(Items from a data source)
____________________

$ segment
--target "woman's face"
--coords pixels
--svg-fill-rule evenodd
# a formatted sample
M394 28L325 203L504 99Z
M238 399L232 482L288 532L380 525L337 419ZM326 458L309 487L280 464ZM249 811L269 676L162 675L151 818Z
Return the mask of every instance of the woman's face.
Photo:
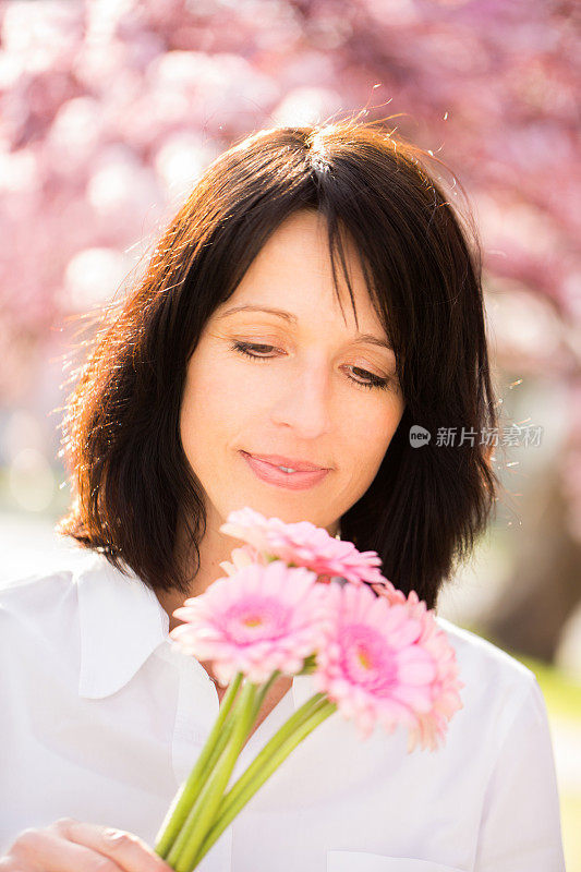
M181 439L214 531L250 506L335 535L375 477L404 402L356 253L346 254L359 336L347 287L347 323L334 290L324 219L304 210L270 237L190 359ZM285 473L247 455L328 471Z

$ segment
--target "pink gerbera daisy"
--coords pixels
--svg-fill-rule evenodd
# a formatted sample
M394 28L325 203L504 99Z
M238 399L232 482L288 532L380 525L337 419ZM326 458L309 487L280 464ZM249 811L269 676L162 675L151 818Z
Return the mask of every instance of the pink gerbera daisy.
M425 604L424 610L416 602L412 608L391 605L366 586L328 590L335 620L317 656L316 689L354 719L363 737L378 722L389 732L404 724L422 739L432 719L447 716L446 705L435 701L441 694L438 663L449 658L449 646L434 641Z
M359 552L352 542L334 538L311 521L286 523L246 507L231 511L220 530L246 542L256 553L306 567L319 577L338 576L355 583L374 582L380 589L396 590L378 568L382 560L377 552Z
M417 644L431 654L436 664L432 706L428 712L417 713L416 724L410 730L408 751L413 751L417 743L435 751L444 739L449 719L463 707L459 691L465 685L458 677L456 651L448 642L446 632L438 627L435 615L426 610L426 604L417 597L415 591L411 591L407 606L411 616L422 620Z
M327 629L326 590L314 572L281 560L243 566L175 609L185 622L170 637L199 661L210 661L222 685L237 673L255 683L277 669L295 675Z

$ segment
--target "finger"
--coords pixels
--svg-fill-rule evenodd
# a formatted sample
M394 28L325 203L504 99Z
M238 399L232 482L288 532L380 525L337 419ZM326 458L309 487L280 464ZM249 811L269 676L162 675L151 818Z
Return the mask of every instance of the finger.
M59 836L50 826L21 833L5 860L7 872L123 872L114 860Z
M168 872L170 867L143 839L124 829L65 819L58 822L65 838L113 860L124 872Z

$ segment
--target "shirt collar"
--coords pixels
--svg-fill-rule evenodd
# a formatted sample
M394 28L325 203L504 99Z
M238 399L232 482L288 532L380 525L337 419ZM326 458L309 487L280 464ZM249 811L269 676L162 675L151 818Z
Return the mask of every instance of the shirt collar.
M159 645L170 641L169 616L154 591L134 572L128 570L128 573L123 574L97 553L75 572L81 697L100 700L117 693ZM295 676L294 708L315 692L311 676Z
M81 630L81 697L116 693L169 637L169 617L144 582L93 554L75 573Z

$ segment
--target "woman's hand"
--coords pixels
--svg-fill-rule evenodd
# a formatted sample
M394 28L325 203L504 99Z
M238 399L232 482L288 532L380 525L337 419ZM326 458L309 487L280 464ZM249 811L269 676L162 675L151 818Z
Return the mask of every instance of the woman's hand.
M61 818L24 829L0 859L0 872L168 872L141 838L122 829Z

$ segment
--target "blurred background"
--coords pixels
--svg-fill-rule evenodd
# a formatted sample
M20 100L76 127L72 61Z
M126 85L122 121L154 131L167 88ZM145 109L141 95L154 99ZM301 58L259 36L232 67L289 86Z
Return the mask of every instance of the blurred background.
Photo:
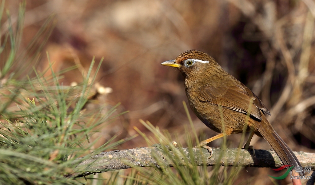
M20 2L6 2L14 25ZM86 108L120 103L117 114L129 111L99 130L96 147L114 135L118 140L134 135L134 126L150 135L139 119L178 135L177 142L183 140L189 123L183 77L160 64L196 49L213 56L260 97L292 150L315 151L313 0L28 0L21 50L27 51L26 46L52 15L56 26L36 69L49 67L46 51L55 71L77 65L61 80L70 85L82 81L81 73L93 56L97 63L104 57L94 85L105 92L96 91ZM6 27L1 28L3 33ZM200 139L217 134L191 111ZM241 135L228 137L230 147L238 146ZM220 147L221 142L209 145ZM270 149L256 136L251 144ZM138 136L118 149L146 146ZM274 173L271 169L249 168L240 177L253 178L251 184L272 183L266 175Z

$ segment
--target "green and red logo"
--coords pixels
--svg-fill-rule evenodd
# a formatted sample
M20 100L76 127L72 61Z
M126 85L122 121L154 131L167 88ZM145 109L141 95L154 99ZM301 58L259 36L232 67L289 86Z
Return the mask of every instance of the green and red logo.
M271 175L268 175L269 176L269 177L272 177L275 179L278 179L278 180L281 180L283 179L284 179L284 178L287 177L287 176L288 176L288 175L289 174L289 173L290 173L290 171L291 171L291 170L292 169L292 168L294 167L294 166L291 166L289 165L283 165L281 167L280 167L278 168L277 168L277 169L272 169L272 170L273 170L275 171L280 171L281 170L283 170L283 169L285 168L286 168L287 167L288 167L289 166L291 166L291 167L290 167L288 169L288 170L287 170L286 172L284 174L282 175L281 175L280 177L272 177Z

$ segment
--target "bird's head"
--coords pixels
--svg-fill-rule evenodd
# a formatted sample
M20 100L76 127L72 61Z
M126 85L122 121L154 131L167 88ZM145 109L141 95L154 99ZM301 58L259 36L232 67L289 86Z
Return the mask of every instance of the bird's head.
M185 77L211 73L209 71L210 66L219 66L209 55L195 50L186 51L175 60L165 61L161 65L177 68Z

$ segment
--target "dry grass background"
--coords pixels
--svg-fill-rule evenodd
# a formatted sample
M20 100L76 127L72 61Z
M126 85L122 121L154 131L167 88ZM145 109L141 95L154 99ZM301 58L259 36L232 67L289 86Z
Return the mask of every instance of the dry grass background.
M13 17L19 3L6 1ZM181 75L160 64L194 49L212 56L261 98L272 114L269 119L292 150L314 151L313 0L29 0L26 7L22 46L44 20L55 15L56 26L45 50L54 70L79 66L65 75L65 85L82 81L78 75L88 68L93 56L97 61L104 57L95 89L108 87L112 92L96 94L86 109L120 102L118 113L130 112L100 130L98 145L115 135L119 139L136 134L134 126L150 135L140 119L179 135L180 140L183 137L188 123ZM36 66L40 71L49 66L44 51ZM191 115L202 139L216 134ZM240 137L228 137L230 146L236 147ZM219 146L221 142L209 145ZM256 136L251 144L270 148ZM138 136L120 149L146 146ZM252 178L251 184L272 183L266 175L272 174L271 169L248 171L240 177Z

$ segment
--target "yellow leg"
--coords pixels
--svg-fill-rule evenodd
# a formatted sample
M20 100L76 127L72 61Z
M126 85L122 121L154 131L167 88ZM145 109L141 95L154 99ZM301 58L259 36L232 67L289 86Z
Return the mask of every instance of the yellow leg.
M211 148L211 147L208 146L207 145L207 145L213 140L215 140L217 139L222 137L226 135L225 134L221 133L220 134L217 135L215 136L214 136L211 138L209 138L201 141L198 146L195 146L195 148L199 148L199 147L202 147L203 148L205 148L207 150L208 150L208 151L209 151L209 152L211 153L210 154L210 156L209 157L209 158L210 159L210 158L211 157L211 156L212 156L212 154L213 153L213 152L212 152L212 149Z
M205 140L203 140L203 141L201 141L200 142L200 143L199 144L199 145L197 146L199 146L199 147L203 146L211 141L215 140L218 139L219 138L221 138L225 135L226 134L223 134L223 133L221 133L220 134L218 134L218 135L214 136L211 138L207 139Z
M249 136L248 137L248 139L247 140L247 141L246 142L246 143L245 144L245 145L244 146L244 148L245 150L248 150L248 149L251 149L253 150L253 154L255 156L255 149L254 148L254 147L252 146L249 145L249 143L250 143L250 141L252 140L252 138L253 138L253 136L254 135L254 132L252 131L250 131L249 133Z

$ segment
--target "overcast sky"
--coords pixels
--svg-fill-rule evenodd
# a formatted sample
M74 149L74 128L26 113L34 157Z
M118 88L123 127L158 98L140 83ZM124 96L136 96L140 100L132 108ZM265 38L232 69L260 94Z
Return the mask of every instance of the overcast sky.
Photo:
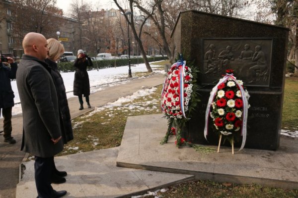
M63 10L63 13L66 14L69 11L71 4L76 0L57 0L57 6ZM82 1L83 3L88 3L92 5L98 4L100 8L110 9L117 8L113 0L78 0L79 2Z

____________________

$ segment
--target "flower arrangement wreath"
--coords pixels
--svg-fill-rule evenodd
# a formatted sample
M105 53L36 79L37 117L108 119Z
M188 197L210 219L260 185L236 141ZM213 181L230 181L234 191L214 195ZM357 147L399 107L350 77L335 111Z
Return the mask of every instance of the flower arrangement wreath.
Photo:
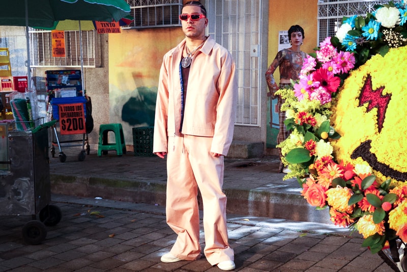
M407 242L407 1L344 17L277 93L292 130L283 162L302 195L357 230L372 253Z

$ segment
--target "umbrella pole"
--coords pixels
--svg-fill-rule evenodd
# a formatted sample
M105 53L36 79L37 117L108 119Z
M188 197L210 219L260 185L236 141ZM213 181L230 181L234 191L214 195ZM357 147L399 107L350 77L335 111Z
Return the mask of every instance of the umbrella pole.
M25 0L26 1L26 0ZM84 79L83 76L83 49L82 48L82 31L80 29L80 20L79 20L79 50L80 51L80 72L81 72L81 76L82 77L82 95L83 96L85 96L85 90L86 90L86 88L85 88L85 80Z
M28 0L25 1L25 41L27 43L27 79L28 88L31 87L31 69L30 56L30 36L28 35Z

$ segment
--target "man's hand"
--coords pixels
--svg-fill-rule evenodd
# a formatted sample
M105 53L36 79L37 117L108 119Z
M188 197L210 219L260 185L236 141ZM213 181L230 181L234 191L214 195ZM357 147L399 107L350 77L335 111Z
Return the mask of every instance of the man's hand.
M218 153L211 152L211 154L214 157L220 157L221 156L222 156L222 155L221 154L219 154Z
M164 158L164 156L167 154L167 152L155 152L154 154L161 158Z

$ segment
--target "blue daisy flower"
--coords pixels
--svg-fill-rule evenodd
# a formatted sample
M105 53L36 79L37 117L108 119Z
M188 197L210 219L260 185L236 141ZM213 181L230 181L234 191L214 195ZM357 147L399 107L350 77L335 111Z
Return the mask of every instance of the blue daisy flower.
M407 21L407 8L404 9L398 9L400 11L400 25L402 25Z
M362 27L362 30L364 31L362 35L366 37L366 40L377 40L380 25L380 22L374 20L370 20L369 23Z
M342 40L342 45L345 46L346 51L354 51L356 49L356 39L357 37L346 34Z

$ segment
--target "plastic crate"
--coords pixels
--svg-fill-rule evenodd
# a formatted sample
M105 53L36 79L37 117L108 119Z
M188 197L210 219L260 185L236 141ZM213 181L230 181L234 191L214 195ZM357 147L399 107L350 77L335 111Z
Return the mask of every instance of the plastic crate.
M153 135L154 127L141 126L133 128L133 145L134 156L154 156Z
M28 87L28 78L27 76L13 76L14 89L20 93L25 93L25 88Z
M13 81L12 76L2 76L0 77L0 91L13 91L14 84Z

____________________

(What is being asked) Count the lines in the entries above that contain the string "flower". Give only the number.

(Reply to the exercise) 4